DATA RECORDS START

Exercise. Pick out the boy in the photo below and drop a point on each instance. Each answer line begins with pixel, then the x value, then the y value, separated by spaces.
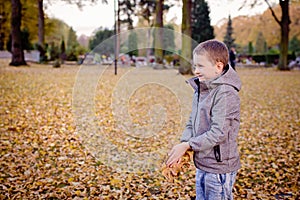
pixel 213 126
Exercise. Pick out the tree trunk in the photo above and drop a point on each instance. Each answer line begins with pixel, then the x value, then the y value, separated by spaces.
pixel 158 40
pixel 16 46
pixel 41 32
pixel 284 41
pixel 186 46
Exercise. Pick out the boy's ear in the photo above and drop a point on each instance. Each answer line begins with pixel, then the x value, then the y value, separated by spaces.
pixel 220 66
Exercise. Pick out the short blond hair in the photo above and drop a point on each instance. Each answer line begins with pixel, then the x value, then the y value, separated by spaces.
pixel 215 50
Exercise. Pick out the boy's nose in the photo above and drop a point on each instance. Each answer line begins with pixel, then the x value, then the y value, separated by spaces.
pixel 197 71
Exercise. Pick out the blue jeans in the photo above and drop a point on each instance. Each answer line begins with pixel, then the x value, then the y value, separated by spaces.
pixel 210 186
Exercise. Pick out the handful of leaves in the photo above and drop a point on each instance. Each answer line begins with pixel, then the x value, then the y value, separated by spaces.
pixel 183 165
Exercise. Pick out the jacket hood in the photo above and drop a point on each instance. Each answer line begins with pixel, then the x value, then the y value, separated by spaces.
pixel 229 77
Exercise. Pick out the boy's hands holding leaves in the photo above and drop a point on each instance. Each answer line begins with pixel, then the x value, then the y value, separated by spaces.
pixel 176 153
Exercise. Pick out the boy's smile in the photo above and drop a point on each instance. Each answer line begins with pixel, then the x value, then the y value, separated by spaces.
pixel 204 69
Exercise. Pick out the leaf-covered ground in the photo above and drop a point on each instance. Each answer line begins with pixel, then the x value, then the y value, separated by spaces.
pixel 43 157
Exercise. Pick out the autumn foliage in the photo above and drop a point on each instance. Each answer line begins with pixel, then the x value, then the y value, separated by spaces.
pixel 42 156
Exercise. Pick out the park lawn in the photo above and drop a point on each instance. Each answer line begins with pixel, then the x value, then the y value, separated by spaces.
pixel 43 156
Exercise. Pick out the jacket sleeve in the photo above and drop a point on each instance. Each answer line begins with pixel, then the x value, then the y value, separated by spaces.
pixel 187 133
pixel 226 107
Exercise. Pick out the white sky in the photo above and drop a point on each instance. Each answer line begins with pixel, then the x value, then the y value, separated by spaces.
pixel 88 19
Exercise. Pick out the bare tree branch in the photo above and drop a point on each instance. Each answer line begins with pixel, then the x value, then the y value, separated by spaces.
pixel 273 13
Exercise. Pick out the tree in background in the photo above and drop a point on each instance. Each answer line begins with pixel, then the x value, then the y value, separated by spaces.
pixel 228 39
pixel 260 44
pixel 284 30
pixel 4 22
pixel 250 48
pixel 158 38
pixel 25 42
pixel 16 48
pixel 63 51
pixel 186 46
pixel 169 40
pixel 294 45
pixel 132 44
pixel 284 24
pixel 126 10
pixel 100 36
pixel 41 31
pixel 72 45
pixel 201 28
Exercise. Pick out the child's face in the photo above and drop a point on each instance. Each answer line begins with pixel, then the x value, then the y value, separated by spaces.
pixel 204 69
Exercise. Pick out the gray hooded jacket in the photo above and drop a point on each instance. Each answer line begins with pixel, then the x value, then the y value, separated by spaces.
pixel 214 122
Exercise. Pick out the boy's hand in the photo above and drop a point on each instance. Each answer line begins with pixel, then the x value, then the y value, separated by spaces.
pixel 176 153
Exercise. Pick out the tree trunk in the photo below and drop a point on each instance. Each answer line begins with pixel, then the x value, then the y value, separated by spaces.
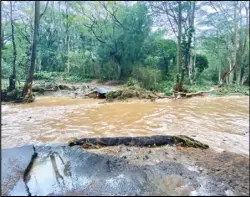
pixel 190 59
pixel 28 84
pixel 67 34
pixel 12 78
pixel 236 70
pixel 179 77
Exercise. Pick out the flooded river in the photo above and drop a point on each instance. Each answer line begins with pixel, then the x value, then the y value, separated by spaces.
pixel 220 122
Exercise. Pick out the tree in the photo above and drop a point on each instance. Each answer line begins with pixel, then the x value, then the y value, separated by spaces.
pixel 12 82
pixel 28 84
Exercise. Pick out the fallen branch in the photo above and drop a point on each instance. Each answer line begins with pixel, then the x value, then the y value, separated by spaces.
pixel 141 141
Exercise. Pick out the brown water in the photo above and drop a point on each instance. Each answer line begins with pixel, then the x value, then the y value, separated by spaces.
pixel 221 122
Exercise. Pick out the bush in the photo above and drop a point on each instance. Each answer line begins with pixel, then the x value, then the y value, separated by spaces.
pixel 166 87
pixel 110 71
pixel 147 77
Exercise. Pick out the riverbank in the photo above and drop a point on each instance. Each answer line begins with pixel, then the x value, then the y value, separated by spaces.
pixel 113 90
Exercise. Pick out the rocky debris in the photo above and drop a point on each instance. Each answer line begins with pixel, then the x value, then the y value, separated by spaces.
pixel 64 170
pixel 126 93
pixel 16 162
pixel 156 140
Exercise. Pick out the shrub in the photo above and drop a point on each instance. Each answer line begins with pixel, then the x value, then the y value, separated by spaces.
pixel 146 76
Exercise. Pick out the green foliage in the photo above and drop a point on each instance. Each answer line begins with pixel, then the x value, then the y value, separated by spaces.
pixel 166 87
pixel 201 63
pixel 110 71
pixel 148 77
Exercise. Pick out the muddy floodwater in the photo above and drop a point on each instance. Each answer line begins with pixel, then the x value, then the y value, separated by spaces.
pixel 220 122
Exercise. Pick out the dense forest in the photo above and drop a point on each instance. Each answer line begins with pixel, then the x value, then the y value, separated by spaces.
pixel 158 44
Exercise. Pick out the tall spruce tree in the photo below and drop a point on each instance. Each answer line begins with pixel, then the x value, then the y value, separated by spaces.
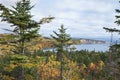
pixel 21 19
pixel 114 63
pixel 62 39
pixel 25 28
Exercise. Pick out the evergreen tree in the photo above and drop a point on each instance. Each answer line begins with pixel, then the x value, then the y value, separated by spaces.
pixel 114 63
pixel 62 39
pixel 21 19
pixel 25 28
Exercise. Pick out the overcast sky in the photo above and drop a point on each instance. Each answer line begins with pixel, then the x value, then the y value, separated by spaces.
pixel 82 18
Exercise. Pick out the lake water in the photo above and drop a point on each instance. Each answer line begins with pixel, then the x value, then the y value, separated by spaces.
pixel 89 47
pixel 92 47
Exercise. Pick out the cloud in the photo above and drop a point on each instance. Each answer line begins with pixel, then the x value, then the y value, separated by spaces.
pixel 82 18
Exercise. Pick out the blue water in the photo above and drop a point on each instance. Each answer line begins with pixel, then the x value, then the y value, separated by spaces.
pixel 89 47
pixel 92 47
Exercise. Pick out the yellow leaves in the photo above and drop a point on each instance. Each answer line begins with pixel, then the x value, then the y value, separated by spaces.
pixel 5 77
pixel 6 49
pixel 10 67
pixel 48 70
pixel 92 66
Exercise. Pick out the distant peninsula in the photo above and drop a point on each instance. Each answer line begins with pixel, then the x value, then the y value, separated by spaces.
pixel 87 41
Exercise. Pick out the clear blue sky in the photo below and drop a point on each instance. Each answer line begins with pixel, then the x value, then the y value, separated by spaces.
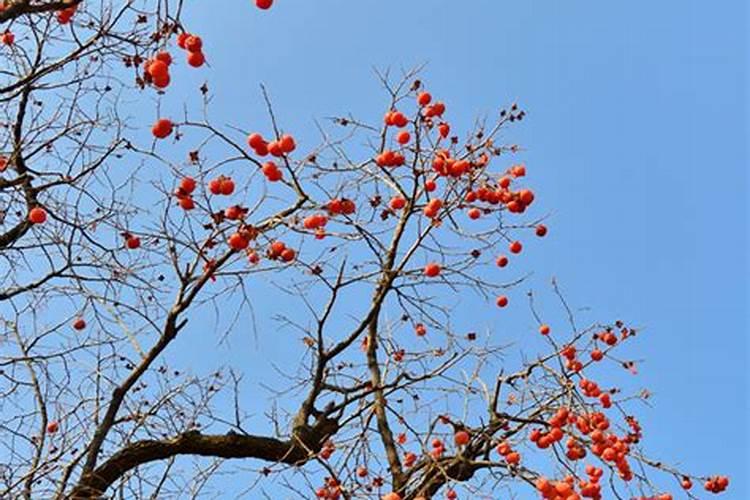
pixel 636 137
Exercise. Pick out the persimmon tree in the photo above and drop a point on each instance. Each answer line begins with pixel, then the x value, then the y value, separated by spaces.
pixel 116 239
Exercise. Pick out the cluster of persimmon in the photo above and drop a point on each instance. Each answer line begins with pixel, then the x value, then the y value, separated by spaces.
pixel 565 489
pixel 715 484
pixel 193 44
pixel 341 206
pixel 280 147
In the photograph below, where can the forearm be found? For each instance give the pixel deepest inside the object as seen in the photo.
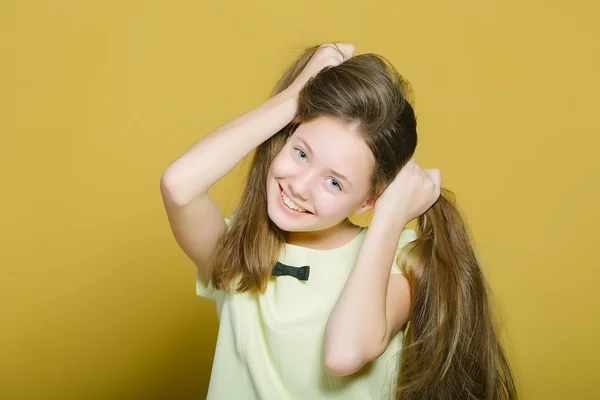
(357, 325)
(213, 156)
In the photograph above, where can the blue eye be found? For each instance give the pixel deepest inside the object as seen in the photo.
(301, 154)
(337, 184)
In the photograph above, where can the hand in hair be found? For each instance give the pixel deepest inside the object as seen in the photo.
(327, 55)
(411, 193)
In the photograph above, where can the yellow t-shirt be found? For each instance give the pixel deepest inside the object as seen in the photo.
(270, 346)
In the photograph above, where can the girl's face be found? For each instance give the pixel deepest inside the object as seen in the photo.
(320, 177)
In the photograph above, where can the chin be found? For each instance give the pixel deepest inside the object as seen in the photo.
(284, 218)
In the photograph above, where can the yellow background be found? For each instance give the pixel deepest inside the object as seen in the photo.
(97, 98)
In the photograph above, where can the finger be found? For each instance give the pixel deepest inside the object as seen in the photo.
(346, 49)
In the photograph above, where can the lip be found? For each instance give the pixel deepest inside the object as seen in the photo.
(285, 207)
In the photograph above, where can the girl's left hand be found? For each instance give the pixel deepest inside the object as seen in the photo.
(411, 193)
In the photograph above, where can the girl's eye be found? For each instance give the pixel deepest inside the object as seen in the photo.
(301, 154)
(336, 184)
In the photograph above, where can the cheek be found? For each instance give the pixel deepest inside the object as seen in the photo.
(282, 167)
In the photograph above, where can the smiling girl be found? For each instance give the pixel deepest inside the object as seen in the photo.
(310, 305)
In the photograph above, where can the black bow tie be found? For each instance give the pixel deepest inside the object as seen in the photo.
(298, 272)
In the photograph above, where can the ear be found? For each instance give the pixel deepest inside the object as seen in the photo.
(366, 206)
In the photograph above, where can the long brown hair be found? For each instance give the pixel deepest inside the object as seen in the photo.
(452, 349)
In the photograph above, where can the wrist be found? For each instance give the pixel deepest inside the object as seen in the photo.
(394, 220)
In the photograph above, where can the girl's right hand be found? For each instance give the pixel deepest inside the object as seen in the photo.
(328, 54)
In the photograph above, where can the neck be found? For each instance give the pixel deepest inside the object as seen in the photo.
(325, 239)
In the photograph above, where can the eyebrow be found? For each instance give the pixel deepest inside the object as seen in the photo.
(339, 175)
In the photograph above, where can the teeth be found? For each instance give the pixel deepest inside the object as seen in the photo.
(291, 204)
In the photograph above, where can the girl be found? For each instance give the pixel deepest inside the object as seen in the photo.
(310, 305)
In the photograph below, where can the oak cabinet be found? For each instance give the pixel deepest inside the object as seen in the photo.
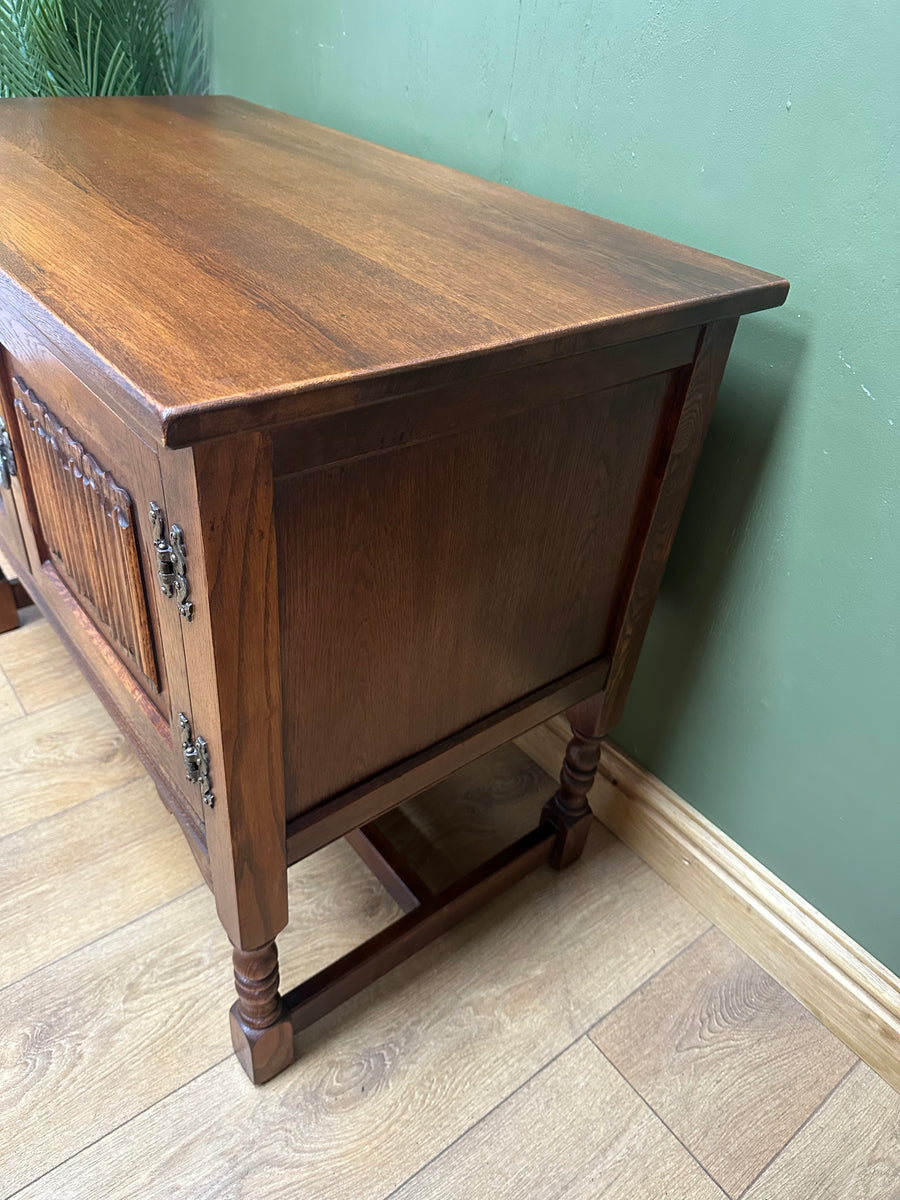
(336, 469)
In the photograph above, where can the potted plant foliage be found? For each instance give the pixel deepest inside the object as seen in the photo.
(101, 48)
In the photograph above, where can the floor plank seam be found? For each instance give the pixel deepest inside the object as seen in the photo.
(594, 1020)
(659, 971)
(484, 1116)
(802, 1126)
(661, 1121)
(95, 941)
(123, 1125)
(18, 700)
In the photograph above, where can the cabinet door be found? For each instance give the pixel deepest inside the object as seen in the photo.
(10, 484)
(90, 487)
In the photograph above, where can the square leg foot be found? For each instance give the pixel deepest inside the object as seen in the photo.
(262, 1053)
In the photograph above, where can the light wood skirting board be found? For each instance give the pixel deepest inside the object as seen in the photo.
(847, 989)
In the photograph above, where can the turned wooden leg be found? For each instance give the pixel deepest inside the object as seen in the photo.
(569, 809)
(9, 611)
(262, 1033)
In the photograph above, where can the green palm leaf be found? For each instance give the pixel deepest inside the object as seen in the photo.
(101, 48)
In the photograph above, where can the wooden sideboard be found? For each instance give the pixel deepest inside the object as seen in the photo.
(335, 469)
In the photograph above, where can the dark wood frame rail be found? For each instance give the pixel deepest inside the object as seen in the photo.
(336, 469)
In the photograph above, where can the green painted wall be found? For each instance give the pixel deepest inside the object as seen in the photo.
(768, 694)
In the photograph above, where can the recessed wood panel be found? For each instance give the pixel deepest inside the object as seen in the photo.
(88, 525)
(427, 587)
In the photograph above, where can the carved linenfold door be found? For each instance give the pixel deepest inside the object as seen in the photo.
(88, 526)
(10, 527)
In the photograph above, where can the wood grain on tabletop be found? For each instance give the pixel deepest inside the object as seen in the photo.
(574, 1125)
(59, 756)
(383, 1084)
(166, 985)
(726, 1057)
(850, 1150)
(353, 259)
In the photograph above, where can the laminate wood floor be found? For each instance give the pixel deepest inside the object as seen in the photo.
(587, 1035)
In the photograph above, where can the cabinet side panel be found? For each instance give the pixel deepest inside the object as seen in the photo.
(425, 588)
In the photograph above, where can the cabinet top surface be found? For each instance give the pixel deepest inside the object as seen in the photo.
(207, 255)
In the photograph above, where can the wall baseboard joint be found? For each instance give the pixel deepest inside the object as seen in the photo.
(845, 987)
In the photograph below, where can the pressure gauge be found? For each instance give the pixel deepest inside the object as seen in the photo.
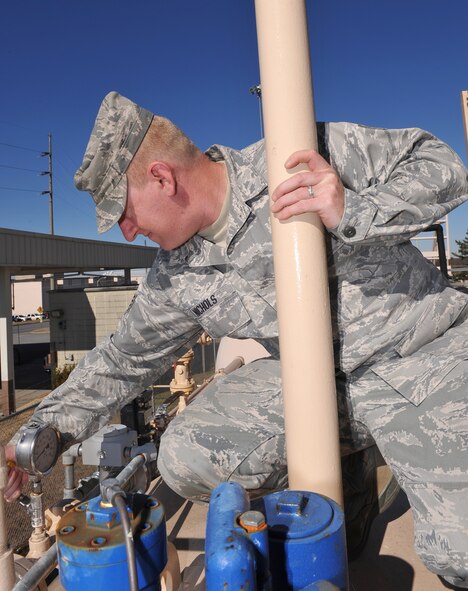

DATA RECORDS END

**EXERCISE:** In the listing, find the line containing "In the photograph above, where can the cabinet top" and repeat it and every later line through the last one, word for word, excluding the pictures.

**EXERCISE SOLUTION:**
In the photograph above, where can the cabinet top surface be found? For each instance give the pixel deepest inside the object as seen in the photo.
(207, 255)
In the photograph above, where can the wall baseboard joint be found? For each instance give the pixel deepest inside the object as seen in the photo.
(845, 987)
In the photograph below, where can the pressure gauge be found? For each instance give the pixel deepest inside the object as seen in the photo.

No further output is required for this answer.